Deine Aufgaben
A - Schreib aus dem Text über Migrantinnen in Mexiko den Teil wortgetreu ab, der bei den Worten „Früher hat sie“ beginnt und nach „Abend tanzt sie.“ aufhört.
B - Zeig jede Zeile der Datensätze, in der die Zeichenfolge „distant“ vorkommt. Achte dabei auf Groß- und Kleinschreibung.

Textauszug
————————
Migrantinnen in Mexiko Endstation Rotlicht-Milieu
Auf dem Weg in die USA stranden viele Frauen in Mexiko. Dort sehen sie oft keinen anderen Ausweg, als als Tänzerin im Nachtklub zu arbeiten oder sich zu prostituieren. Die Behörden schauen weg.
Brittany hat düstere Erinnerungen an ihren ersten Arbeitstag. Brittany - so nennt sie sich für ihre Kunden - trägt ein hautenges gelbes Minikleid, schwarze hochhackige Riemenschuhe. Ihre Lippen hat sie knallrot geschminkt: "Ich hätte mir nie vorgestellt, dass ich mal hier lande. Am Anfang habe ich geweint. Aber ich brauche ja das Geld."
Die Kubanerin arbeitet in einem Nachtklub in Tapachula, einer Stadt an der Grenze zu Guatemala. Während sie von ihrem ersten Tag dort erzählt, räkelt sich auf der Bühne eine Kollegin vor Männern mit lüsternen Blicken. Ihre Familie, sagt Brittany, wisse nichts von all dem. Finanziell laufe es gut, manchmal gehe sie mit 250 Dollar nach Hause.
Sie spart für den Weg in den Norden, sie will in die USA, dort hat sie Familie. Als Kellnerin würde sie nur fünf Dollar am Tag verdienen.
Nachtklubs, in denen Migrantinnen arbeiten boomen in Tapachula, einer Stadt an der Grenze zu Guatemala.
Die Nachtklubs boomen
Brittany hat Kubas Hauptstadt Havanna verlassen, weil sie ihre Familie nicht mehr versorgen konnte, ihr Gehalt reichte noch nicht einmal, um ein Hühnchen und Shampoo zu kaufen, sagt sie. Abgesehen davon seien die Regale in den Läden leer, es gebe einfach nichts.
Früher hat sie als Sekretärin in einer Baufirma gearbeitet. Jetzt verdient Brittany, daran, wenn die Männer trinken, so ist das Geschäftsmodell des Clubs, und einmal am Abend tanzt sie.
Nachtklubs, in denen Migrantinnen arbeiten boomen in Tapachula. Hier würden viele Kubanerinnen arbeiten, erzählt Brittany, einige gingen im Anschluss an ihre Schicht noch mit den Männern nach Hause. Kubanerinnen seien sehr beliebt, weil sie so hübsch sind. Einige erzählten, dass sie Drohungen bekommen, sie mit ihrem unsicheren Aufenthaltsstatus erpresst würden.
————————
Datensätze zur Aufgabe
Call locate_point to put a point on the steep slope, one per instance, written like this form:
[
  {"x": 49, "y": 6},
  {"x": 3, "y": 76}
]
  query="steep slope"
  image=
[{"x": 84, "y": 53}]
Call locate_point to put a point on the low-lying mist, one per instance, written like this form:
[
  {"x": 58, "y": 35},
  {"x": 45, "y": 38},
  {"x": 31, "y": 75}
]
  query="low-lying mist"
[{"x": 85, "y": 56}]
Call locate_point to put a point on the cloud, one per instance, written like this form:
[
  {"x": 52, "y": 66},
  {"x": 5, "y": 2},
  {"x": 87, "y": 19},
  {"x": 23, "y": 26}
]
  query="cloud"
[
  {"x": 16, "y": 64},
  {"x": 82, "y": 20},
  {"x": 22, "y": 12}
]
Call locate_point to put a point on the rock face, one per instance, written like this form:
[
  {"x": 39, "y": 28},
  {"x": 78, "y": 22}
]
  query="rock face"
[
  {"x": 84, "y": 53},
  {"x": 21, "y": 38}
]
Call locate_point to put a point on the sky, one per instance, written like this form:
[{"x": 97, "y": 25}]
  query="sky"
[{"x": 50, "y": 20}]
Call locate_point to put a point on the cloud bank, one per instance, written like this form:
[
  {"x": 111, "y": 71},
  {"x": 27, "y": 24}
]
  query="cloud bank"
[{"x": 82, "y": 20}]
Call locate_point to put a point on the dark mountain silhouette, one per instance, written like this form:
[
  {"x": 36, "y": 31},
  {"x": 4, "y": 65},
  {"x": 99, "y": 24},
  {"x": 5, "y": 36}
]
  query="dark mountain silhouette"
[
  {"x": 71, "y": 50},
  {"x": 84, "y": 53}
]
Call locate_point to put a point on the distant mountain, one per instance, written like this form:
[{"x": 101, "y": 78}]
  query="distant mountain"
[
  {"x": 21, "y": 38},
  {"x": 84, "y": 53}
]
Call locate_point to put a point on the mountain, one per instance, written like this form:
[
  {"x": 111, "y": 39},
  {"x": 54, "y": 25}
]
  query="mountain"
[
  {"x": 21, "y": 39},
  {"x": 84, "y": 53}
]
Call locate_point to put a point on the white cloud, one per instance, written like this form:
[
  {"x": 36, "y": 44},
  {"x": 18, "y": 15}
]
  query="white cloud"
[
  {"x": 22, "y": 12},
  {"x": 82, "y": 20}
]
————————
Antworten der Reihe nach
A -
Früher hat sie als Sekretärin in einer Baufirma gearbeitet. Jetzt verdient Brittany, daran, wenn die Männer trinken, so ist das Geschäftsmodell des Clubs, und einmal am Abend tanzt sie.

B -
Call locate_point to put a point on the distant mountain, one per instance, written like this form:
  query="distant mountain"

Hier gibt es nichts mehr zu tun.